> **Provided passage**:
● ● ●

Differentiation modes

This appendix gives a deeper mathematical explanation of the differentiation modes available in Phydrax’s differential operators. Here “differentiation” refers to derivatives with respect to labeled domain variables (e.g. space "x" or time "t"), as used by operators like grad, partial_n, laplacian, etc.

For the definitions and tensor shape conventions of the operators themselves, see Guides → Differential operators.

0. Summary of user-facing knobs

Many differential operators share two primary keywords:

• backend: selects how the derivative is computed:
• "ad": automatic differentiation,
• "jet": Taylor-mode AD (derivative jets) for higher-order pure derivatives,
• "fd": finite differences on coord-separable grids (with AD fallback),
• "basis": basis-aware (spectral / interpolation) derivatives on coord-separable grids (with AD fallback).
• mode: selects the autodiff direction when backend="ad":
• "reverse": reverse-mode (jax.jacrev),
• "forward": forward-mode (jax.jacfwd).

Some operators additionally accept:

• basis ∈ {"poly","fourier","sine","cosine"} when backend="basis";
• periodic ∈ {False,True} when backend="fd".

Note

backend="fd" and backend="basis" require coord-separable (structured-grid) evaluation for the variable being differentiated.

1. Notation

Fix a labeled product domain \(\Omega=\Omega_x\times\Omega_t\times\cdots\). For a geometry label \(x\in\mathbb{R}^d\), write \(x=(x_1,\dots,x_d)\). For a scalar label \(t\in\mathbb{R}\), write \(t\).

Locally, a DomainFunction can be viewed as a map

\[ u:\Omega\to \mathbb{R}^m, \]

where \(m\) may itself represent a multi-axis tensor value; derivatives are taken componentwise with respect to the domain variable(s).

For a smooth map \(f:\mathbb{R}^d\to\mathbb{R}^m\), let \(J_f(x)\in\mathbb{R}^{m\times d}\) denote the Jacobian, and for a direction \(v\in\mathbb{R}^d\) define the \(k\)-th directional derivative along \(v\) by

\[ \partial_v^k f(x) \;:=\; \left.\frac{d^k}{d\epsilon^k} f(x+\epsilon v)\right|_{\epsilon=0}. \]

For \(k=1\), \(\partial_v f(x)=J_f(x)\,v\). For \(v=e_i\) (a coordinate axis), \(\partial_{e_i}^k f\) reduces to the pure partial derivative \(\partial^k f/\partial x_i^k\) (componentwise).

2. backend="ad": automatic differentiation

The AD backend computes derivatives by applying the chain rule through the program that evaluates \(u\). It is the default and works for both point sampling and coord-separable sampling.

2.1 Forward- vs reverse-mode AD (mode="forward" / "reverse")

● ● ●

> **Recorded information**:

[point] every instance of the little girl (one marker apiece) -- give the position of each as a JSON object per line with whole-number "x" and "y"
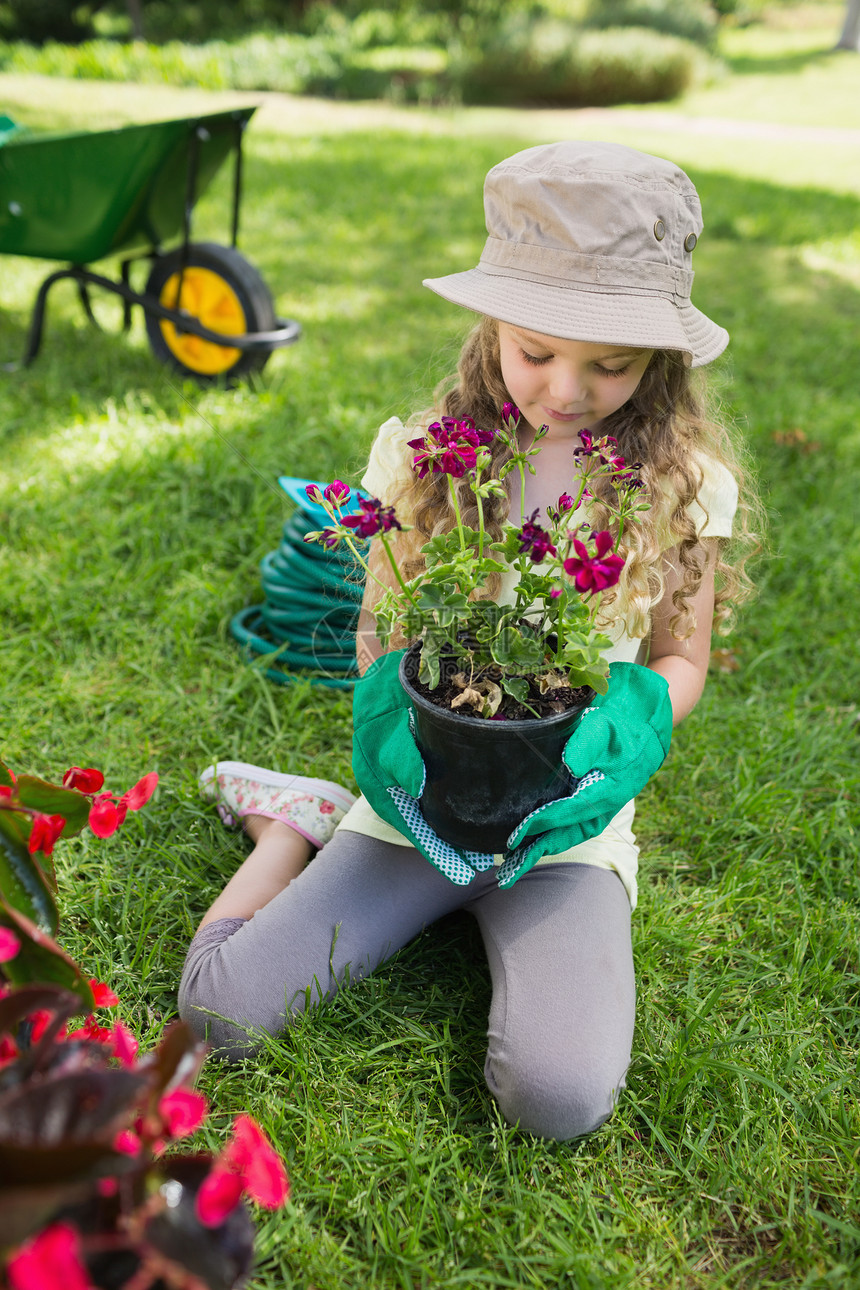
{"x": 586, "y": 324}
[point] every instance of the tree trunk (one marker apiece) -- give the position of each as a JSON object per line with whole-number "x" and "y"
{"x": 850, "y": 38}
{"x": 137, "y": 18}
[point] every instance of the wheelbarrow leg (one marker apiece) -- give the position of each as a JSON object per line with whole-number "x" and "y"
{"x": 38, "y": 319}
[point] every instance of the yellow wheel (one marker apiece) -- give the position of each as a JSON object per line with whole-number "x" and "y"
{"x": 222, "y": 290}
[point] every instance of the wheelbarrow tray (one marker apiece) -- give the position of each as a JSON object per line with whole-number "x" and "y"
{"x": 80, "y": 196}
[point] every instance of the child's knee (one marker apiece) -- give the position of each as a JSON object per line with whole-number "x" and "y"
{"x": 204, "y": 1009}
{"x": 558, "y": 1103}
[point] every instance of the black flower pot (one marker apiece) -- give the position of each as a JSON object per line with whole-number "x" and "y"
{"x": 484, "y": 777}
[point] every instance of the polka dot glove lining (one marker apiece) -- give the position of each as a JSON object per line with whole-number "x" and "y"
{"x": 618, "y": 744}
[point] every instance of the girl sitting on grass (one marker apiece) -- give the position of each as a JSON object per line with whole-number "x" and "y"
{"x": 586, "y": 324}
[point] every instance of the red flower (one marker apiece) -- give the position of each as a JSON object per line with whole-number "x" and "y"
{"x": 106, "y": 814}
{"x": 8, "y": 1050}
{"x": 125, "y": 1046}
{"x": 141, "y": 793}
{"x": 182, "y": 1111}
{"x": 595, "y": 572}
{"x": 90, "y": 1030}
{"x": 127, "y": 1142}
{"x": 44, "y": 832}
{"x": 50, "y": 1260}
{"x": 85, "y": 781}
{"x": 9, "y": 944}
{"x": 248, "y": 1164}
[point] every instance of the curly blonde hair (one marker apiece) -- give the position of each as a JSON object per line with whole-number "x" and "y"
{"x": 665, "y": 426}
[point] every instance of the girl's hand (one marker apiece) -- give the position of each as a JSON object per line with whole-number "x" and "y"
{"x": 684, "y": 663}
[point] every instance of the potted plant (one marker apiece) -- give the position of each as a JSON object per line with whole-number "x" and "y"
{"x": 513, "y": 675}
{"x": 93, "y": 1192}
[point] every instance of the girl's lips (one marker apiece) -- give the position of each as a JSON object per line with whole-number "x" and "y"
{"x": 564, "y": 416}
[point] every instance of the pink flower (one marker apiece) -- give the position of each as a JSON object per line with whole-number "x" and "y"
{"x": 374, "y": 517}
{"x": 106, "y": 814}
{"x": 141, "y": 793}
{"x": 8, "y": 1050}
{"x": 127, "y": 1142}
{"x": 337, "y": 493}
{"x": 449, "y": 448}
{"x": 248, "y": 1164}
{"x": 44, "y": 832}
{"x": 85, "y": 781}
{"x": 90, "y": 1030}
{"x": 9, "y": 944}
{"x": 596, "y": 572}
{"x": 182, "y": 1111}
{"x": 534, "y": 541}
{"x": 49, "y": 1260}
{"x": 218, "y": 1196}
{"x": 102, "y": 995}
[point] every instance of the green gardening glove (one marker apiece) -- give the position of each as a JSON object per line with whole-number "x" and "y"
{"x": 620, "y": 741}
{"x": 390, "y": 770}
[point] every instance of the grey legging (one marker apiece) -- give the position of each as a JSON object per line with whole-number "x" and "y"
{"x": 558, "y": 947}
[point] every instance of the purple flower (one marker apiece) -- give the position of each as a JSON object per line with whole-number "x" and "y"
{"x": 565, "y": 503}
{"x": 598, "y": 570}
{"x": 449, "y": 448}
{"x": 373, "y": 519}
{"x": 337, "y": 493}
{"x": 534, "y": 541}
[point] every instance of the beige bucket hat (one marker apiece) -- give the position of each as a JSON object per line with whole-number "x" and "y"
{"x": 591, "y": 241}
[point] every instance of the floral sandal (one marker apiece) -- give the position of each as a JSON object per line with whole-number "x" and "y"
{"x": 313, "y": 808}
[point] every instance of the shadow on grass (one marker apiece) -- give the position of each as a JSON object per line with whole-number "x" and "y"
{"x": 748, "y": 65}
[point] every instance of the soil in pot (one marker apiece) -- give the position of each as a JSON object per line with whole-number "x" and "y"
{"x": 484, "y": 777}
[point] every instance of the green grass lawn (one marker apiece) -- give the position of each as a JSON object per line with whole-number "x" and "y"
{"x": 134, "y": 511}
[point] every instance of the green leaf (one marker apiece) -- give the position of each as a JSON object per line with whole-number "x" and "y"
{"x": 22, "y": 883}
{"x": 40, "y": 960}
{"x": 428, "y": 671}
{"x": 53, "y": 800}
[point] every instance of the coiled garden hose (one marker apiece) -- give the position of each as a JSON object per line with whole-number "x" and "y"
{"x": 310, "y": 614}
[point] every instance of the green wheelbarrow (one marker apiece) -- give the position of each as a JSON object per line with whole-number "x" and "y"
{"x": 83, "y": 196}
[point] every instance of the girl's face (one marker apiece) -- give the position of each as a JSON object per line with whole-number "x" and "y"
{"x": 567, "y": 385}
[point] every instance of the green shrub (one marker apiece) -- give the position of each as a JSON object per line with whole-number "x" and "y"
{"x": 44, "y": 19}
{"x": 406, "y": 75}
{"x": 556, "y": 63}
{"x": 693, "y": 19}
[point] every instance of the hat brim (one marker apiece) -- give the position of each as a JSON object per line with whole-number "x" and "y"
{"x": 606, "y": 316}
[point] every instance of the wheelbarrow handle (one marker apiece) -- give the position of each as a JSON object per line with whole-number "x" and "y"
{"x": 286, "y": 332}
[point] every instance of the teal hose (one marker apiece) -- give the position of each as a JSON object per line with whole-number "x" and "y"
{"x": 310, "y": 614}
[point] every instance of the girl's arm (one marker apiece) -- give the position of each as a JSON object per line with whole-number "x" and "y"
{"x": 684, "y": 663}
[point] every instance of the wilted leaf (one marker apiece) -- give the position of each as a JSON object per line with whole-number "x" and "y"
{"x": 22, "y": 884}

● ● ●

> **Jobs**:
A. In the Phydrax differentiation appendix, shorten the paragraph that begins "This appendix gives a deeper mathematical explanation" and keep its main facts.
B. Extend the Phydrax differentiation appendix by writing the section under its last heading, "2.1 Forward- vs reverse-mode AD".

> **Answers below**:
A. The appendix explains the math behind the differentiation modes of Phydrax's differential operators, such as grad, partial_n and laplacian. "Differentiation" here means derivatives with respect to labeled domain variables, like space "x" or time "t".

B.
The core linear maps behind AD are:

JVP (Jacobian–vector product). For a tangent direction \(v\),

\[ \mathrm{JVP}_f(x; v) = J_f(x)\,v. \]

VJP (vector–Jacobian product). For a cotangent \(w\),

\[ \mathrm{VJP}_f(x; w) = w^\top J_f(x)\quad(\text{equivalently }J_f(x)^\top w). \]

Forward-mode AD is efficient when you need many JVPs (few input dimensions), while reverse-mode AD is efficient when you need many VJPs (few output dimensions). When constructing full Jacobians, Phydrax exposes this choice as:

• mode="forward": jax.jacfwd (conceptually “columns” via JVPs),
• mode="reverse": jax.jacrev (conceptually “rows” via VJPs).

Rule of thumb for pointwise Jacobians \(J_f\in\mathbb{R}^{m\times d}\):

• prefer reverse-mode when \(m\ll d\) (e.g. scalar outputs),
• prefer forward-mode when \(d\ll m\).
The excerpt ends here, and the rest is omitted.